>> Begin Data section
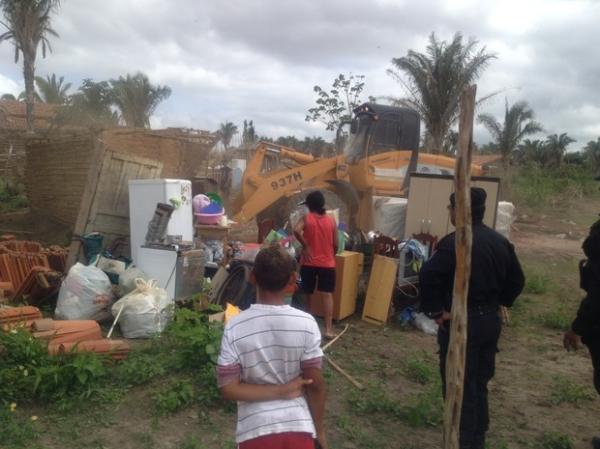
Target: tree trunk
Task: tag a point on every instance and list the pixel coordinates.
(505, 194)
(437, 142)
(457, 348)
(29, 75)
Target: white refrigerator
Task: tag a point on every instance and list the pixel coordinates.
(144, 194)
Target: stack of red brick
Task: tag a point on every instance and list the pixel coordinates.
(63, 336)
(29, 271)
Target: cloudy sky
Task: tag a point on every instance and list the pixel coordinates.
(259, 59)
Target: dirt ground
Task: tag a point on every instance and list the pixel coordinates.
(540, 397)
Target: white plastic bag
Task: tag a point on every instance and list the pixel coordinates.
(85, 294)
(127, 279)
(425, 324)
(146, 310)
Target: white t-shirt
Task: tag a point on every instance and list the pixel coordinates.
(267, 344)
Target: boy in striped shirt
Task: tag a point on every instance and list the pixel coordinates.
(270, 362)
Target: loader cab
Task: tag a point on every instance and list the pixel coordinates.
(378, 129)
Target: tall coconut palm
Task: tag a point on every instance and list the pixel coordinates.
(518, 123)
(531, 151)
(52, 90)
(137, 99)
(435, 80)
(592, 153)
(226, 132)
(28, 26)
(556, 146)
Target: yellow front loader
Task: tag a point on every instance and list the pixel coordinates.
(383, 146)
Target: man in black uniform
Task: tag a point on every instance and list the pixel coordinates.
(587, 324)
(496, 279)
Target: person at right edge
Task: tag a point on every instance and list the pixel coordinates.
(586, 327)
(496, 280)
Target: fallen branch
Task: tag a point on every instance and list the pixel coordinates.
(336, 338)
(343, 372)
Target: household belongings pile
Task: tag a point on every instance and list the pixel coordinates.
(28, 271)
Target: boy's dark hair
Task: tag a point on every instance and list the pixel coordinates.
(273, 268)
(315, 201)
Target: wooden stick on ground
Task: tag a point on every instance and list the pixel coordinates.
(340, 370)
(455, 362)
(336, 338)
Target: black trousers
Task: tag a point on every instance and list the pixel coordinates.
(594, 347)
(482, 344)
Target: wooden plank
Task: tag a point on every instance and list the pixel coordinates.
(110, 209)
(86, 200)
(457, 349)
(379, 292)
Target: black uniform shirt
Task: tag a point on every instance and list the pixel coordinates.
(496, 275)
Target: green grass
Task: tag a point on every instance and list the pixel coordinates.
(556, 319)
(566, 391)
(539, 188)
(421, 410)
(555, 440)
(536, 283)
(419, 370)
(190, 442)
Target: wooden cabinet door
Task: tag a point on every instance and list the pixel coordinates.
(417, 209)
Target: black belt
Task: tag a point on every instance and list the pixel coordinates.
(482, 309)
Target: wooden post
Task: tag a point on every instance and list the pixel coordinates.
(87, 198)
(457, 349)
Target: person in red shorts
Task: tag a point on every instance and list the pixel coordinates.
(270, 363)
(317, 233)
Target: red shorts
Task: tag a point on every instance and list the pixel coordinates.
(286, 440)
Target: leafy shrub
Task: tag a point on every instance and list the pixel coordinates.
(140, 368)
(28, 372)
(11, 197)
(14, 431)
(194, 339)
(177, 395)
(566, 391)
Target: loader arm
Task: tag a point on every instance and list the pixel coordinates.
(260, 191)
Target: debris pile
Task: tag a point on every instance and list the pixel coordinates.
(28, 271)
(62, 336)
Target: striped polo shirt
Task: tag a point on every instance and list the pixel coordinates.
(269, 344)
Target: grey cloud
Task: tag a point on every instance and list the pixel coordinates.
(259, 59)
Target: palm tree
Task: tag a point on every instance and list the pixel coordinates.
>> End Data section
*Problem statement*
Put every line of the material above into a JSON list of strings, one string per line, skipping blank lines and leaving out the picture placeholders.

*Correct answer*
[
  "Target: tree trunk",
  "Task: tag a point on every instance and list the pixel coordinates.",
  "(505, 194)",
  "(437, 142)",
  "(457, 348)",
  "(29, 75)",
  "Target: white refrigerator",
  "Task: tag a point on every instance and list the pixel coordinates.",
  "(144, 194)",
  "Target: stack of red brick",
  "Task: tag a point on every instance and list the pixel coordinates.",
  "(63, 336)",
  "(29, 271)",
  "Target: cloudy sky",
  "Task: tag a point on every instance and list the pixel coordinates.",
  "(259, 59)",
  "Target: dirt ground",
  "Task: tag a point on every instance and list the pixel coordinates.",
  "(540, 397)",
  "Target: white plastic bag",
  "Task: tag a point on every instance and list the pixel coordinates.",
  "(85, 294)",
  "(127, 279)",
  "(425, 324)",
  "(146, 310)",
  "Target: white t-shirt",
  "Task: tag a point on every instance and list the pixel coordinates.",
  "(267, 344)",
  "Target: boy in striped shirt",
  "Task: tag a point on every instance and list the pixel coordinates.",
  "(270, 362)",
  "Target: loader cab",
  "Task: tag a point on every instance and list the pixel coordinates.",
  "(378, 129)",
  "Target: tall coconut palm",
  "Task: tag a point on every instance and list the pixel coordinates.",
  "(518, 123)",
  "(531, 151)",
  "(52, 90)",
  "(137, 99)",
  "(435, 80)",
  "(592, 153)",
  "(226, 132)",
  "(28, 26)",
  "(556, 146)",
  "Target: yellow front loader",
  "Task: tag a point on every instance and list the pixel coordinates.",
  "(383, 146)",
  "Target: man in black uniform",
  "Task: tag a point on every instance and list the pixel coordinates.",
  "(587, 324)",
  "(496, 279)",
  "Target: person at right edge",
  "Task: tag a point on every instance and list the pixel coordinates.",
  "(586, 327)",
  "(496, 280)",
  "Target: fallen branch",
  "Task: tag a point on every instance and list the pixel coordinates.",
  "(336, 338)",
  "(343, 372)",
  "Target: household belongings pile",
  "Task: tag a point on every instance and list the pixel coordinates.",
  "(28, 271)",
  "Target: boy's dark hair",
  "Task: tag a point on every instance and list the pixel coordinates.",
  "(273, 268)",
  "(315, 201)",
  "Target: wooden stick on ground",
  "Task: tag a point on every instance and list the pixel coordinates.",
  "(340, 370)",
  "(455, 362)",
  "(336, 338)",
  "Target: black trousers",
  "Task: tag a point on every instance and list the pixel coordinates.",
  "(594, 347)",
  "(482, 344)",
  "Target: wooden plank",
  "Task: tag a point on every instance and list the pixel coordinates.",
  "(110, 209)",
  "(86, 200)",
  "(457, 349)",
  "(379, 292)",
  "Target: black uniform shirt",
  "Task: tag a point on every instance and list the pixel coordinates.",
  "(496, 275)",
  "Target: green grass",
  "Task: tag a point on every instance and list the pixel coordinates.",
  "(556, 319)",
  "(566, 391)",
  "(539, 188)",
  "(421, 410)",
  "(555, 440)",
  "(536, 283)",
  "(419, 370)",
  "(190, 442)",
  "Target: wooden cabinet door",
  "Task: tag a point on every instance and list the pixel coordinates.",
  "(417, 209)",
  "Target: black belt",
  "Task: tag a point on every instance and list the pixel coordinates.",
  "(482, 309)",
  "Target: wooden post",
  "Task: tag a point on every instance and list the pixel coordinates.",
  "(87, 198)",
  "(457, 349)",
  "Target: person in red shorts",
  "Task: tag a point on every instance and list the pixel coordinates.",
  "(270, 363)",
  "(317, 233)",
  "Target: red shorts",
  "Task: tag a point on every instance and list the pixel coordinates.",
  "(286, 440)",
  "Target: leafy shrub",
  "Task: tag a point on every instance and list the pixel coordinates.",
  "(140, 368)",
  "(28, 372)",
  "(11, 197)",
  "(14, 431)",
  "(194, 339)",
  "(177, 395)",
  "(566, 391)",
  "Target: loader arm",
  "Task: tag a point on every instance and list the pixel coordinates.",
  "(260, 191)",
  "Target: debris pile",
  "Task: tag a point on every instance and list the pixel coordinates.",
  "(28, 271)",
  "(62, 336)",
  "Target: striped polo shirt",
  "Task: tag a point on every instance and list the pixel coordinates.",
  "(269, 344)",
  "Target: grey cloud",
  "Task: tag a point on every instance and list the pixel coordinates.",
  "(259, 59)",
  "Target: palm tree",
  "Task: tag a point on every instance and list the pixel coordinates."
]